[start RECORDS FOR THE TASK]

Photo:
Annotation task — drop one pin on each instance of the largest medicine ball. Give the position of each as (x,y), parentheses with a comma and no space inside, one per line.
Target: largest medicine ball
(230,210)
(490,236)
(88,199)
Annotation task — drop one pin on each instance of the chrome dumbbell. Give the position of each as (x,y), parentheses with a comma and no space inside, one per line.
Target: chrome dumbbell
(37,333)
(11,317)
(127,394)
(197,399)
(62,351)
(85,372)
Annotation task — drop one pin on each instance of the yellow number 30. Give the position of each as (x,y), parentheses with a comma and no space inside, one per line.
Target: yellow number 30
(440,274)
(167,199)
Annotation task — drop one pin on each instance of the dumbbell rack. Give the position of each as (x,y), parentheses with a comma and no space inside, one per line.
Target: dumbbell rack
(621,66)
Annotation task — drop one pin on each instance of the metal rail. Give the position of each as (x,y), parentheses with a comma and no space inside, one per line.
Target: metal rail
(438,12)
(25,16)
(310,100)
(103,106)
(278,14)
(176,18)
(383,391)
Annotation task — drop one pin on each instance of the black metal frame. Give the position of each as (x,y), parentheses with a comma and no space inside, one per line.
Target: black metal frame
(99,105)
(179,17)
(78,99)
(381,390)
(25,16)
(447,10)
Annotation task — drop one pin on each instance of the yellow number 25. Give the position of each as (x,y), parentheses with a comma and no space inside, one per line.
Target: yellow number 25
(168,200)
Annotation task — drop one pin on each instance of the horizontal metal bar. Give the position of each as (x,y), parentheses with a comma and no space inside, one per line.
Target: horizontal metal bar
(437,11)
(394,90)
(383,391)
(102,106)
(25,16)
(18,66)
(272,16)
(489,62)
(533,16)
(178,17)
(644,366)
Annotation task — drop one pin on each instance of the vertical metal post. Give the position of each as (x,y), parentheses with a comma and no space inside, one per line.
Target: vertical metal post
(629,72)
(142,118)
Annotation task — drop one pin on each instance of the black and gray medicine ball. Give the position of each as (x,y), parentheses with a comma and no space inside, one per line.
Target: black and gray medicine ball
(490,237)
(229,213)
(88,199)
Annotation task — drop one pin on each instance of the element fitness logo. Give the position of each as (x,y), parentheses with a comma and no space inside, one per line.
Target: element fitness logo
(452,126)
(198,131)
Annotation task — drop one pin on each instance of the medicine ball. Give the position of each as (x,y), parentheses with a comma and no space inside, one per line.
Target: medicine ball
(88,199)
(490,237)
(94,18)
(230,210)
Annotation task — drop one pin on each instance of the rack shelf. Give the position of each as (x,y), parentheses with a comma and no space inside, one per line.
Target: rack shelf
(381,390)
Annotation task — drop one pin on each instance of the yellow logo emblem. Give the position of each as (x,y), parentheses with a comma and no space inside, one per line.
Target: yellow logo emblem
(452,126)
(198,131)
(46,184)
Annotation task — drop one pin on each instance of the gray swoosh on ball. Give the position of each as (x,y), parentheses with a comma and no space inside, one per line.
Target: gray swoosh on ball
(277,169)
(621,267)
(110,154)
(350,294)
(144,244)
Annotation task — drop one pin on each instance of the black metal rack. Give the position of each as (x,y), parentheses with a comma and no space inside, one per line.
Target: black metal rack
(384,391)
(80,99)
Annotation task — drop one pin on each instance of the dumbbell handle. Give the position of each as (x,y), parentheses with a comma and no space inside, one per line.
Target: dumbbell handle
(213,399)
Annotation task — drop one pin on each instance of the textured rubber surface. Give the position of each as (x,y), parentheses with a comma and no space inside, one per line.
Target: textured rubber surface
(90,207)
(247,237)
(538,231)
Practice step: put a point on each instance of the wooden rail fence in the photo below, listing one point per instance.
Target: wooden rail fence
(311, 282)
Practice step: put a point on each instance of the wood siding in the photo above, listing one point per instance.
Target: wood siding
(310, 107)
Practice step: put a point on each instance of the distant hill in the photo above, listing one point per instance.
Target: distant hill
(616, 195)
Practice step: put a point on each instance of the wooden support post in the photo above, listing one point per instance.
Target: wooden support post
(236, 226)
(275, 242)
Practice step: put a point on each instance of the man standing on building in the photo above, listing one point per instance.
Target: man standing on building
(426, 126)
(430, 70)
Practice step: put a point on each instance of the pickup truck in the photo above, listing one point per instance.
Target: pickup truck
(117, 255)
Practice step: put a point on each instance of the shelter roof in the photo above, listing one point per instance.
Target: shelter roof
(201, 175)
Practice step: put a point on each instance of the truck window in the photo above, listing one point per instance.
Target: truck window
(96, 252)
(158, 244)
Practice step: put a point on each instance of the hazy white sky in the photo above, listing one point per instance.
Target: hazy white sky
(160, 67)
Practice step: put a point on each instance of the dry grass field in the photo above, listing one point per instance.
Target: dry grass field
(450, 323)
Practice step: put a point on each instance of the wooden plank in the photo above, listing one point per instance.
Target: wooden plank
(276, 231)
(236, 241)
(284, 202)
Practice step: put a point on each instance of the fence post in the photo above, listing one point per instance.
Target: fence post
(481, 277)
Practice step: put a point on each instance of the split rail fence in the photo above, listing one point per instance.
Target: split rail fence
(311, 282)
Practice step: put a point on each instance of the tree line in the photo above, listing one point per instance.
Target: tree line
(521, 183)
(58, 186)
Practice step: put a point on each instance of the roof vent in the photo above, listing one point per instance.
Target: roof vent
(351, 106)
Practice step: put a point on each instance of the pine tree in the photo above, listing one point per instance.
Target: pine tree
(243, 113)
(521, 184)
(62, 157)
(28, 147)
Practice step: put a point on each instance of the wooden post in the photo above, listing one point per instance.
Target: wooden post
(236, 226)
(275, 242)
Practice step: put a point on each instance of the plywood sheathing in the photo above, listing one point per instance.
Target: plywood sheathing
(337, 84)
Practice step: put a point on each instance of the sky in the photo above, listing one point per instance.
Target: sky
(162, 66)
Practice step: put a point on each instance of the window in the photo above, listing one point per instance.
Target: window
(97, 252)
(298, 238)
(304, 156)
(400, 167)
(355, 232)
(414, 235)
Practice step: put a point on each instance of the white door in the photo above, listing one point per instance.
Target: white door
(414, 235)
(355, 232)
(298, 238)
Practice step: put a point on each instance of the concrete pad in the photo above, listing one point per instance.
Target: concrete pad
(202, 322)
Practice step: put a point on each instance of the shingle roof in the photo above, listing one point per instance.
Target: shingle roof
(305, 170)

[end RECORDS FOR THE TASK]

__REQUIREMENT__:
Copy every record above word for word, keeping each line as it appears.

__RESULT FOR THIS EXERCISE__:
Photo:
Annotation task — drop one pin on each instance of the largest medicine ball. Give the position of each as (x,y), parentheses with a comma and no space inside, one per line.
Target: largest medicine ball
(230,210)
(490,236)
(88,199)
Annotation task — drop one pin on each instance of the chrome dumbbell. Give the position of each as (x,y), parentheses with a comma and no space inside, one per line.
Target: chrome dumbbell
(37,333)
(11,317)
(127,394)
(197,399)
(62,351)
(85,372)
Annotation task — drop one pin on each instance of the yellow number 30. Give the position of each as (x,y), parentheses with a comma and no space inside, one per line.
Target: yellow number 30
(440,274)
(167,199)
Annotation task — drop one pin on each instance of the dumbbell rack. Give the position of each as (x,y), parentheses with a comma and no space inside, one per line.
Target: dumbbell rack
(621,66)
Annotation task — drop one pin on each instance of the metal rail. Give the position of each as (x,y), parentheses with a comma and no space inside, one per line.
Target: metal rail
(438,12)
(25,16)
(310,100)
(103,106)
(278,14)
(176,18)
(383,391)
Annotation task — drop one pin on each instance of the black metal frame. Give the position of each as (x,y), parentheses with a comma and no space inside, one per line.
Target: black metal frame
(99,105)
(179,17)
(78,99)
(381,390)
(25,16)
(447,10)
Annotation task — drop one pin on each instance of the yellow number 25. Give the position of each as (x,y), parentheses with a comma and no space inside, one per line.
Target: yellow number 25
(168,200)
Annotation task — drop one pin on each instance of the horizontal metal bar. Give the position of each as (x,y), parentheses with a comma and no space inside, one per line.
Target: horizontal metal bar
(437,11)
(394,90)
(383,391)
(102,106)
(25,16)
(18,66)
(272,16)
(489,62)
(533,16)
(178,17)
(644,366)
Annotation task — drop one pin on each instance of the vertical metal post. Give the position of each as (x,y), parentheses with a comma and no space inside, one per line.
Target: vertical metal post
(629,72)
(142,118)
Annotation task — drop one pin on each instance of the black and gray medicine ball. Give the position of each as (x,y), parentheses with a comma and no space inside, one per line.
Target: black and gray medicine ball
(490,237)
(229,213)
(88,199)
Annotation task — drop one pin on each instance of the element fitness logo. Give the position of each as (x,y), parentheses with a comma and no space inside, one per line.
Target: element fitness logo
(452,126)
(198,131)
Annotation task — drop one pin on each instance of the medicine ball. Give the position of each as (x,y), parentheses with a comma and no space inside, one per line.
Target: medicine ball
(88,199)
(490,237)
(94,18)
(230,210)
Annotation task — drop one pin on each instance of the rack shelf. Give the position of each as (x,y), parentheses with a comma and no space inside, one per line.
Target: rack shelf
(381,390)
Annotation task — drop one pin on each instance of the yellow logo emblem. Give the position of each as (x,y), parentheses with a comma and no space inside, one per line.
Target: yellow logo emblem
(452,126)
(198,131)
(46,184)
Annotation task — drop one pin on each instance of the gray swoosh on ball. Give the position of each as (x,y), parentheses with a comma and no space inside, one per line.
Target: gray swoosh on ball
(277,169)
(621,267)
(110,154)
(350,294)
(144,244)
Annotation task — drop one pin on each instance of the black metal rack. Give the position of each as (x,y), parentheses with a comma and no space inside, one per line.
Target: black metal rack
(384,391)
(80,99)
Annotation task — drop one pin on each instance of the dumbbell handle. Give the position of each as (x,y), parentheses with a comma and no space inside, one per line.
Target: dumbbell handle
(213,399)
Annotation task — drop one pin on each instance of the textured rubber surface. Give the position of each as (x,y), parentheses with a comma and no space inside, one per line.
Target: textured rubber surface
(90,207)
(247,237)
(538,231)
Practice step: put a point on each instance of the wooden rail fence in the photo below, listing one point per instance.
Target: wooden rail fence
(311, 282)
Practice step: put a point on each instance of the wood siding in the photo above, listing one point per instance.
Target: wood siding
(310, 107)
Practice step: put a point on each instance of the distant hill in the photo above, listing one point per instance.
Target: distant hill
(616, 195)
Practice step: put a point on each instance of the wooden support post in the photo above, listing one point per instance.
Target: wooden support post
(236, 226)
(275, 242)
Practice step: put a point on each instance of the man standing on building in the photo above, listing one point per instance.
Target: man standing on building
(426, 126)
(430, 70)
Practice step: put a point on each instance of the pickup truck in the photo above, listing one point per instance.
Target: pickup truck
(117, 255)
Practice step: put a point on each instance of the shelter roof in the photo above, listing one point per instance.
Target: shelter roof
(201, 175)
Practice step: put a point on each instance of the truck window in the photo above, listing one point per instance.
Target: truck window
(96, 252)
(158, 244)
Practice step: put a point on each instance of the hazy white sky in the photo above, listing one point per instance.
Target: hazy white sky
(160, 67)
Practice step: put a point on each instance of the dry grass field in the photo above, listing one point per instance.
Target: dry grass field
(450, 323)
Practice step: put a point on each instance of the wooden plank in the photo above, listing one point per instance.
Target: wooden plank
(276, 231)
(236, 241)
(284, 202)
Practice step: put a point on each instance of the fence post in the photo above, listing one point per instance.
Target: fence post
(481, 277)
Practice step: put a point on each instance of the split rail fence in the photo above, listing one point per instance.
Target: split rail fence
(311, 282)
Practice step: put a point on each instance of the tree line in the photo above, listing one point per instance.
Target: tree line
(521, 183)
(58, 186)
Practice step: put a point on each instance of the roof vent in the photo above, listing one point per instance.
Target: roof vent
(351, 106)
Practice step: put a point on each instance of the pine tree in the photo above, listing one point per instance.
Target: pine tree
(243, 113)
(521, 184)
(62, 157)
(28, 147)
Practice step: put a point on each instance of the wooden post in the photo above, listing one point per instance.
Target: wooden post
(236, 226)
(275, 242)
Practice step: put a point on each instance of the plywood sheathing in the photo above, listing one point per instance.
Target: plywood sheathing
(337, 84)
Practice step: put a point on each instance of the sky in the photo above, listing one point per instance.
Target: sky
(162, 66)
Practice step: put a point on each instance of the window in the photo above, listing one point per instance.
Target: window
(97, 252)
(298, 238)
(304, 156)
(400, 167)
(355, 232)
(414, 235)
Practice step: put a point on each instance of the white door in the photo above, listing one point per instance.
Target: white door
(414, 235)
(355, 232)
(298, 238)
Practice step: put a point on each instance of the concrete pad in the photo above, listing one point per instance.
Target: concrete pad
(202, 322)
Practice step: put a point on each instance of the shingle roof in the photo above, listing one point per instance.
Target: shingle roof
(305, 170)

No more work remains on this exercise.